- **REQUIRED TASK**:
Please reproduce every record, keeping each one exactly as written.

- **SOURCE DATA**:
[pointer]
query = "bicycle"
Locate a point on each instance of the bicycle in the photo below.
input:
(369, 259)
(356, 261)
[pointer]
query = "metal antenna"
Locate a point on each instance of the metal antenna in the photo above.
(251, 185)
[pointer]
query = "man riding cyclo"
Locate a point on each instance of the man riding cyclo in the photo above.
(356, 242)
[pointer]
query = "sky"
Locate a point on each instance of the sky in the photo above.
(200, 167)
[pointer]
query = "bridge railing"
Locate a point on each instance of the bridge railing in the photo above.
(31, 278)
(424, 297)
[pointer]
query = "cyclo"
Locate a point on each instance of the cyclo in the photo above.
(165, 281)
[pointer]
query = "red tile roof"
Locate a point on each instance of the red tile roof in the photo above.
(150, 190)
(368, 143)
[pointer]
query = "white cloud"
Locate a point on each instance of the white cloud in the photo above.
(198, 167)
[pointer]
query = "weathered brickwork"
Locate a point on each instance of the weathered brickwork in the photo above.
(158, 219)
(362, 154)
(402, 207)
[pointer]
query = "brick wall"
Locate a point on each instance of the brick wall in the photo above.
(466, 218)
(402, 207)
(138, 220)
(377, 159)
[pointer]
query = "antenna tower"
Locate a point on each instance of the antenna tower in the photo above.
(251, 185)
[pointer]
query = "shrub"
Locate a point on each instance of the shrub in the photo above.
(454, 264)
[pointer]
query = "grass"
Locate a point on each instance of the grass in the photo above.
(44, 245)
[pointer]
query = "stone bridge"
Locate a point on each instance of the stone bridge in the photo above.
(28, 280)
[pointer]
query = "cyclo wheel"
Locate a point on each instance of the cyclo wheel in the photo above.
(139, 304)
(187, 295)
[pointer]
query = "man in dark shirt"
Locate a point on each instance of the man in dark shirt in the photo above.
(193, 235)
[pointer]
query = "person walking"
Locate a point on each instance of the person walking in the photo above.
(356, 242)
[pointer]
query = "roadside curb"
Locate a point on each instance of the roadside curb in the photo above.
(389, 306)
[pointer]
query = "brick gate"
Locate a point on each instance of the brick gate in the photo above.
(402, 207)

- **RESULT OF THE TASK**:
[pointer]
query = "bicycle"
Locate a point on each instance of the bicycle in the photo below.
input:
(369, 259)
(356, 261)
[pointer]
query = "metal antenna"
Locate a point on each instance of the metal antenna in the photo above.
(251, 185)
[pointer]
query = "man riding cyclo"
Locate a point on each instance of the man riding cyclo in the photo above.
(356, 242)
[pointer]
query = "sky"
Locate a point on each instance of the sky in the photo above.
(200, 167)
[pointer]
query = "bridge railing"
Locate a point on each instance of the bridge railing in the photo above.
(31, 278)
(424, 297)
[pointer]
query = "cyclo"
Locate a point on each instance of the cyclo in the photo above.
(165, 281)
[pointer]
query = "red tile roof"
Locate a point on each instance of the red tile roof in the photo above.
(150, 190)
(368, 143)
[pointer]
query = "white cloud"
Locate a point on each instance of the white cloud in the photo above.
(198, 167)
[pointer]
query = "weathered brickwork"
Locate a point on each instance of the weathered brickwork in the photo above.
(158, 219)
(362, 154)
(402, 207)
[pointer]
query = "brick wall"
Locate a point on each instance of the brick wall in the photo above.
(466, 218)
(402, 207)
(138, 220)
(377, 159)
[pointer]
query = "antenna tower"
Locate a point on each instance of the antenna tower in the photo above.
(251, 185)
[pointer]
query = "shrub"
Locate a point on each instance of the shrub in the photo above.
(454, 264)
[pointer]
query = "grass"
Locate a point on each instance of the grass in the photo above.
(44, 245)
[pointer]
query = "stone bridge"
Locate a point on each instance of the stone bridge in the photo above.
(28, 280)
[pointer]
query = "cyclo wheel"
Locate a point on each instance of the cyclo wheel in the photo above.
(139, 304)
(187, 295)
[pointer]
query = "man in dark shirt"
Locate a point on each instance of the man in dark shirt in the photo above.
(193, 235)
[pointer]
query = "person walking"
Locate a point on each instance of the person walking in the photo above.
(356, 242)
[pointer]
query = "roadside curb"
Locate a point on each instance of the roadside curb in the photo above.
(389, 306)
[pointer]
query = "brick gate"
Locate a point on each instance of the brick gate in the photo above.
(402, 207)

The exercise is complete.